DOCUMENT PASSAGE ::
*** Block opens ***

Antonín Václav Šourek (3 June 1857 – 20 February 1926) was a Czech mathematician. He is noteworthy as one of the founders of modern mathematics in Bulgaria (which became modernized after the Treaty of San Stefano.)

==Life and career==
Antonín Šourek was born on 3 June 1857 in Písek, Bohemia, Austrian Empire. He graduated in 1876 from a Realschule in Písek. From 1876 to 1878, he studied at TU Wien, where he attended lectures on mathematics, physics, and descriptive geometry. He was a student of Emil Weyr. Šourek then went to Czech Technical University in Prague, where he furthered his knowledge of mathematics, physics, and descriptive geometry.

In 1880, he passed the examination certifying teaching competence in mathematics and descriptive geometry and went to Bulgaria. There in September 1880 he became a mathematics teacher at the Realschule in Sliven. A year later he was transferred from Sliven to Plovdiv. From there, in 1890, he moved to the Realschule in Sofia, where he was almost simultaneously appointed professor extraordinarius at Sofia University (founded in October 1888). In 1893 he resigned from the Realschule and completely transferred to Sofia University, where he was appointed professor ordinarius in 1898. From the years 1893 to 1902, while continuing his professorial duties at Sofia University, he lectured on descriptive geometry at a school for teacher training. He was an invited speaker at the International Congress of Mathematicians in 1904 at Heidelberg. Beginning in 1893 he also became a professor of descriptive geometry at the Military Academy in Sofia, where he taught for nine years. From 1895 to 1912 he lectured on perspective at the Academy of Painting in Sofia. In 1914 his bad health compelled him to resign his professorship at Sofia University and to move to Rome, where he became an unsalaried secretary of the military attaché. At the beginning of 1916 Šourek went to Bern, where he helped care for Bulgarian war prisoners. At the request of university administrators, after the end of World War I he returned to Sofia University and taught there from 1921 until his death in 1926. He died in Sofia on 20 February 1926.

Šourek wrote Bulgarian textbooks on plane trigonometry, solid geometry, analytic geometry, spherical trigonometry, and descriptive geometry. He published his Bulgarian mathematical lectures on projective geometry (1909), differential geometry (1911), analytical geometry (1912, 1914), and descriptive geometry (1914). Perhaps his two most important translations into Bulgarian are Alois Strnad's Geometrie pro vyšší třídy reálných gymnázií (Bulgarian title: Геометрия за висшите класове на реалните гимназии, Geometry for upper classes of state gymnasia) and Emanuel Taftl’s textbook Algebra pro vyšší třídy středních škol (Bulgarian title: Алгебра за горните класове на гимназиалните училища, Algebra for upper classes of secondary schools).

A. V. Šourek is also considered to be the founder of the Bulgarian terminology in descriptive geometry. Thanks to his good knowledge of Bulgarian and other languages (Czech, German, French, Italian), his deep knowledge of syntax, close cooperation with philologists and above all to his perfect knowledge of descriptive geometry itself, he developed a very successful system of the essential terms with wide possibilities of a more detailed evolution. Thanks to his method and prestige among the members of the Bulgarian community, most of his terms are used without any change or at most with only small modifications.

*** Block closes ***

EXTRACTED INFORMATION ::

*** Block opens ***

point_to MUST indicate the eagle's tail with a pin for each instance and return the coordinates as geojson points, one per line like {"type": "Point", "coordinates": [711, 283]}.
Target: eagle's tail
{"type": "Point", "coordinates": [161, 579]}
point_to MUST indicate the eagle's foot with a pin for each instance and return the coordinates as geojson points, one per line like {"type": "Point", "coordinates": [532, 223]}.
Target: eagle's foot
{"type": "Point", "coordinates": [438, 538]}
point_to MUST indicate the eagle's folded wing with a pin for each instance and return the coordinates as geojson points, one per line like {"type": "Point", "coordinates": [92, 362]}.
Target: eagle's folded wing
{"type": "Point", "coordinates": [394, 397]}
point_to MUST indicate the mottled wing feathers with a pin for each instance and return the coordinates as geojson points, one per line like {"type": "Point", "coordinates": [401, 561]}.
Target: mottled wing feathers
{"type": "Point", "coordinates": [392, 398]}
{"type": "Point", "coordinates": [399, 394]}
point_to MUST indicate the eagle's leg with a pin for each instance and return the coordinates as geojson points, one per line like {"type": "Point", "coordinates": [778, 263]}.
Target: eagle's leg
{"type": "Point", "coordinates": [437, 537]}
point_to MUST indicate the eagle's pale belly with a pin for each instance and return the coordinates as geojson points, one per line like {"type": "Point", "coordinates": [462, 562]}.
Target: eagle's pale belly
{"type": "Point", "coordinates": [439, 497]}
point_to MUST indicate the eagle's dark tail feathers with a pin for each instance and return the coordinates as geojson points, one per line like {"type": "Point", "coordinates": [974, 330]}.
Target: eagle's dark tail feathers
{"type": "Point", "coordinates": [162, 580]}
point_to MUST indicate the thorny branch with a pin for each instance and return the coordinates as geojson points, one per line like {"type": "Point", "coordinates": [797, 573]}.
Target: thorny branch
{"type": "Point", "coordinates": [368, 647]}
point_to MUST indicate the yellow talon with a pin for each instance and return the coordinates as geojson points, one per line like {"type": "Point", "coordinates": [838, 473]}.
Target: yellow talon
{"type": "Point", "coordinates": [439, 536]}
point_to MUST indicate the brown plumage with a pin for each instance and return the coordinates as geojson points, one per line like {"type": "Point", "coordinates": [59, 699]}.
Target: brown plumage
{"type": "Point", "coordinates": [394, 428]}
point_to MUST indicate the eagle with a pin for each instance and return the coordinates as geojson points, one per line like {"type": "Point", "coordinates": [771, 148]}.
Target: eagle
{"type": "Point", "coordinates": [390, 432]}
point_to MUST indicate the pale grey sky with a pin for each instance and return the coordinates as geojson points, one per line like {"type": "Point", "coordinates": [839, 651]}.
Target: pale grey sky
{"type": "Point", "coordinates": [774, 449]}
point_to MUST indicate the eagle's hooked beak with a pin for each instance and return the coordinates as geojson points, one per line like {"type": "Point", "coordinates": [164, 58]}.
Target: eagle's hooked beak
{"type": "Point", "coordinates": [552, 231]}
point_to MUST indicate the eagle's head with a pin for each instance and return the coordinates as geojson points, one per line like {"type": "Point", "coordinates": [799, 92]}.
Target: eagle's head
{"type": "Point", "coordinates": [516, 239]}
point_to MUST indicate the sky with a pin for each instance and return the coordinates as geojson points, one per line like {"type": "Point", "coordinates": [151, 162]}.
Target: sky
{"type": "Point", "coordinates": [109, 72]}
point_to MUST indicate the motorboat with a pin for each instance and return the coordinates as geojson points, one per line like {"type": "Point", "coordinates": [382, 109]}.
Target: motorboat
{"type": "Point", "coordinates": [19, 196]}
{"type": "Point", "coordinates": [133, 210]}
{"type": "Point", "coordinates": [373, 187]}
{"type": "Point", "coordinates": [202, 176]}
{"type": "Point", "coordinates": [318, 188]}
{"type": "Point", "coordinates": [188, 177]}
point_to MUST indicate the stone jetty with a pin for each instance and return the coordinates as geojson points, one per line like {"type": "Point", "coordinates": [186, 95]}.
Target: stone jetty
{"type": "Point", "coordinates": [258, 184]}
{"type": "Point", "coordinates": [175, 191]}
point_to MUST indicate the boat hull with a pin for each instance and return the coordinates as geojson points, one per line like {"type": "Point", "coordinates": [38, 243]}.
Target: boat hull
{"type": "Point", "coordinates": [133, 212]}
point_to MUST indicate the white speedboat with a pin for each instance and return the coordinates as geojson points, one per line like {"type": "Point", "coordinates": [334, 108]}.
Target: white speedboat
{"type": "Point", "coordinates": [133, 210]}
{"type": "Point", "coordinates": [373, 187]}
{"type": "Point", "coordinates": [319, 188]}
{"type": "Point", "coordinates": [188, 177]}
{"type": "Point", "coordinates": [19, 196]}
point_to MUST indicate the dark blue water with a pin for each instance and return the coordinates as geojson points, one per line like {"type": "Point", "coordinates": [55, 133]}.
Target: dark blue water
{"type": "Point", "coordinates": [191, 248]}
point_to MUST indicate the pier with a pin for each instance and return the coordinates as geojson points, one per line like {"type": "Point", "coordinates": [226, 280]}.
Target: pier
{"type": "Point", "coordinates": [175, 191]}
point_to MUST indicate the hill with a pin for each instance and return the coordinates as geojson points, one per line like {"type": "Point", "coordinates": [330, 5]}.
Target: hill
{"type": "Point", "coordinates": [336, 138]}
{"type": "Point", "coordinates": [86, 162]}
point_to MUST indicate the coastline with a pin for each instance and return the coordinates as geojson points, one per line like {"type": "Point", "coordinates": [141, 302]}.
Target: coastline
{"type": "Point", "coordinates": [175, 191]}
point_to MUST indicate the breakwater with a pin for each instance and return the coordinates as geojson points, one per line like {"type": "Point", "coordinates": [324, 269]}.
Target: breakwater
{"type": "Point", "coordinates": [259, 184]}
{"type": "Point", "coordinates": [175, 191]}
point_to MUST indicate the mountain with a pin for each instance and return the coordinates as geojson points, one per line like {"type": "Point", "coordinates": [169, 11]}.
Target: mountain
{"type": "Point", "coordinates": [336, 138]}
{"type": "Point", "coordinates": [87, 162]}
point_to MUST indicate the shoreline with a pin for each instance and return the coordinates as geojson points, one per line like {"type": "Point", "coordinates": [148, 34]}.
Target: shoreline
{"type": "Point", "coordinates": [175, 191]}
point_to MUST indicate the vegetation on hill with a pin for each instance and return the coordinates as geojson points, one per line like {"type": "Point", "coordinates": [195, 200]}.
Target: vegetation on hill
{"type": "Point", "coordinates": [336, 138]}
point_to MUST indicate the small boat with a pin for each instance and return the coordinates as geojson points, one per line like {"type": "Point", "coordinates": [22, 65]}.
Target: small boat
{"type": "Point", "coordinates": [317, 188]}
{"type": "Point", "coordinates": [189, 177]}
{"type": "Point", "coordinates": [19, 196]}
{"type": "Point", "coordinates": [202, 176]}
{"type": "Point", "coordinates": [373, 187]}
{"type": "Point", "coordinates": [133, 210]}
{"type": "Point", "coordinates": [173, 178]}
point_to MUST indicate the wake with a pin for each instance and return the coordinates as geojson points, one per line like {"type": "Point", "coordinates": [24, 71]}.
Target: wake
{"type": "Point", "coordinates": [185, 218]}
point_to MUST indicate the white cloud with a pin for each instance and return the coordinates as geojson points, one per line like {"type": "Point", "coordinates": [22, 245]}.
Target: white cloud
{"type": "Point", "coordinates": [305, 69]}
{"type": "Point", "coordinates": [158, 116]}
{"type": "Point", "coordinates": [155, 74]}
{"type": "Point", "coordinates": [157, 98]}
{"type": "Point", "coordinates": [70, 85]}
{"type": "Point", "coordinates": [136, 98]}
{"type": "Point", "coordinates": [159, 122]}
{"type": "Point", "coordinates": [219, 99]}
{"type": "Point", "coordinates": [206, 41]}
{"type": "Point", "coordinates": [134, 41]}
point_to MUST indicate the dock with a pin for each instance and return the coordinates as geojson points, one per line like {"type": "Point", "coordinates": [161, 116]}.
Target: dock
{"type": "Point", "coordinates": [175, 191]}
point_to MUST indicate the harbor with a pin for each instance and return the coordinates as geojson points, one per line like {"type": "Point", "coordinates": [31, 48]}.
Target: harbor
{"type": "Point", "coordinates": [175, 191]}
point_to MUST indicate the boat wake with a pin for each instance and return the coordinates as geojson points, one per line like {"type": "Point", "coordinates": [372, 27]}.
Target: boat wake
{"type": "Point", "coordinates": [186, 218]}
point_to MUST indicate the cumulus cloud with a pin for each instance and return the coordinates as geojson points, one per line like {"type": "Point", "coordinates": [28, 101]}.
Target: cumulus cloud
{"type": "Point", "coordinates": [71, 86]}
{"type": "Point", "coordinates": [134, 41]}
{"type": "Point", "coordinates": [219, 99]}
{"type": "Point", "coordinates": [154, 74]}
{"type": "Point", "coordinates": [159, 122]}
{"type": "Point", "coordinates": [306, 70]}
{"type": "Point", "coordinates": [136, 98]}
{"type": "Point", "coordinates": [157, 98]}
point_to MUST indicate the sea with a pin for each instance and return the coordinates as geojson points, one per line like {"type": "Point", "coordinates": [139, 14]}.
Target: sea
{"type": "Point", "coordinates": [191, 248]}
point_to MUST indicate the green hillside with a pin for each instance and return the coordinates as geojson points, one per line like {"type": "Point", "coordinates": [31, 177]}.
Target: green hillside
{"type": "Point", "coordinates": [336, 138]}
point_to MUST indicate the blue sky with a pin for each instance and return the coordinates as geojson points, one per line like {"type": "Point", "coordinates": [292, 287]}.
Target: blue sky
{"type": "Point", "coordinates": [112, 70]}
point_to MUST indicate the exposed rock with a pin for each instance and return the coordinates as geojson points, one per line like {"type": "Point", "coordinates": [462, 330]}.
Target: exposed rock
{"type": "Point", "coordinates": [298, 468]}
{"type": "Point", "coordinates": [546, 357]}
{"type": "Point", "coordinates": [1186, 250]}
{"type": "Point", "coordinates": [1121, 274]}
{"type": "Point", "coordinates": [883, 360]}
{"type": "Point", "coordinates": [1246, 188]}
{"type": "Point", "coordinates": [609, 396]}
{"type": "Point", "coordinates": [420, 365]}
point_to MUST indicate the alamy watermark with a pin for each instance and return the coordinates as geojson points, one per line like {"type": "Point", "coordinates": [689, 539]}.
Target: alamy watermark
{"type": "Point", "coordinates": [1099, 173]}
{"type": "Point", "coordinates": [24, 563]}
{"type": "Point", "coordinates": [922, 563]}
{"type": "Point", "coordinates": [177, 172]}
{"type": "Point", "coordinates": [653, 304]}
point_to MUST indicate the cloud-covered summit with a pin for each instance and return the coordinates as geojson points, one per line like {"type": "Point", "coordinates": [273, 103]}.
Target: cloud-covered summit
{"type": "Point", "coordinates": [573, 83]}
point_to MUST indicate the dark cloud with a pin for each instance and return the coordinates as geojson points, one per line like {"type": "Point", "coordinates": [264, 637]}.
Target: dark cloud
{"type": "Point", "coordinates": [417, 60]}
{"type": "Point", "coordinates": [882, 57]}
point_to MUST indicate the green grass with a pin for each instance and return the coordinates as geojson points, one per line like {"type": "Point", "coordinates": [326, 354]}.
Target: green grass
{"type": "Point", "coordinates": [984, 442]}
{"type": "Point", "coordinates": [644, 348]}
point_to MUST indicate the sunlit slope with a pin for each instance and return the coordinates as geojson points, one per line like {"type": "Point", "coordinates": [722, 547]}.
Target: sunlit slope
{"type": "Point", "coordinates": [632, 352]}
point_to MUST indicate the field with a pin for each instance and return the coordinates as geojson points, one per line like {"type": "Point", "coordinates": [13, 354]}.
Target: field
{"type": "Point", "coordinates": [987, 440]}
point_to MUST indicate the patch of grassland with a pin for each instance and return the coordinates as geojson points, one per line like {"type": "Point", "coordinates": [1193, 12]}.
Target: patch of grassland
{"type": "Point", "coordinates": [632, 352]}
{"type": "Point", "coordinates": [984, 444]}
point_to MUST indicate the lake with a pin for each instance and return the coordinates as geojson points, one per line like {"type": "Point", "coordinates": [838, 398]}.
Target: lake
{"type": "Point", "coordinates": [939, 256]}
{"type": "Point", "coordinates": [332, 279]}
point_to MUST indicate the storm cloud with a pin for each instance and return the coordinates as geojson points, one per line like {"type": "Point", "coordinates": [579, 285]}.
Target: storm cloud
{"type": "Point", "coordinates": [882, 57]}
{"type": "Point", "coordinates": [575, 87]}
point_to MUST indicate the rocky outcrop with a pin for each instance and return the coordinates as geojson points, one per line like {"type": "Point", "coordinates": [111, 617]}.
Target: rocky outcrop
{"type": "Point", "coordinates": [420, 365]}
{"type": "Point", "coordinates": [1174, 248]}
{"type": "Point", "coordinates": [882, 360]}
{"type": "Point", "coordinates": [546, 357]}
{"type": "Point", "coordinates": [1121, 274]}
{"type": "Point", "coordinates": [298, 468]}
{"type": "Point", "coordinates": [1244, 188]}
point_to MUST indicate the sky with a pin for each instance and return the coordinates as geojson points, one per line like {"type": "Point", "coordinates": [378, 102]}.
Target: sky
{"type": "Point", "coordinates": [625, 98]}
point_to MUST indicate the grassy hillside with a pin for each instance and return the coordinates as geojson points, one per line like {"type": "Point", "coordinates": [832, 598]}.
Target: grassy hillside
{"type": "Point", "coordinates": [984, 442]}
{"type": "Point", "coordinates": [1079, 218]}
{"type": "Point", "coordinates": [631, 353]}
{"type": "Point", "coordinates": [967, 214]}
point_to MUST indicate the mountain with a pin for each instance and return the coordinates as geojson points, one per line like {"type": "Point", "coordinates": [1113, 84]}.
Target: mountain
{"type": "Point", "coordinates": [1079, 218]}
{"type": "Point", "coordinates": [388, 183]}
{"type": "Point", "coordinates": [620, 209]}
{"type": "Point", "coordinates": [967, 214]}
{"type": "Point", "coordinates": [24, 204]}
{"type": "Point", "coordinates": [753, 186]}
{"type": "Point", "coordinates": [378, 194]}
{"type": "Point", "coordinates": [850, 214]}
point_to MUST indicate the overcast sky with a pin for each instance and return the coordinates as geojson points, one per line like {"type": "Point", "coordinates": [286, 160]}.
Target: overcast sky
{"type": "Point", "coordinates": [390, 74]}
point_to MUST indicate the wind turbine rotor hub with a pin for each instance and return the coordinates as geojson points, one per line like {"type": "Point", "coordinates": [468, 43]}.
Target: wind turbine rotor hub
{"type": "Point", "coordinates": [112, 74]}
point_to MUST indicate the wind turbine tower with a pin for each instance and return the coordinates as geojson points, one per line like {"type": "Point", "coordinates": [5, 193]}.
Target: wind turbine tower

*** Block closes ***

TASK LIST ::
1. Revise the Šourek biography from "Antonín Václav Šourek" to "of San Stefano.)", writing it out again with "notable" in place of "noteworthy".
2. Which subjects did Šourek write Bulgarian textbooks on, according to the Šourek biography?
The material has no connection to the Šourek biography.

OUTPUTS IN ORDER ::
1.
Antonín Václav Šourek (3 June 1857 – 20 February 1926) was a Czech mathematician. He is notable as one of the founders of modern mathematics in Bulgaria (which became modernized after the Treaty of San Stefano.)

2.
- plane trigonometry
- solid geometry
- analytic geometry
- spherical trigonometry
- descriptive geometry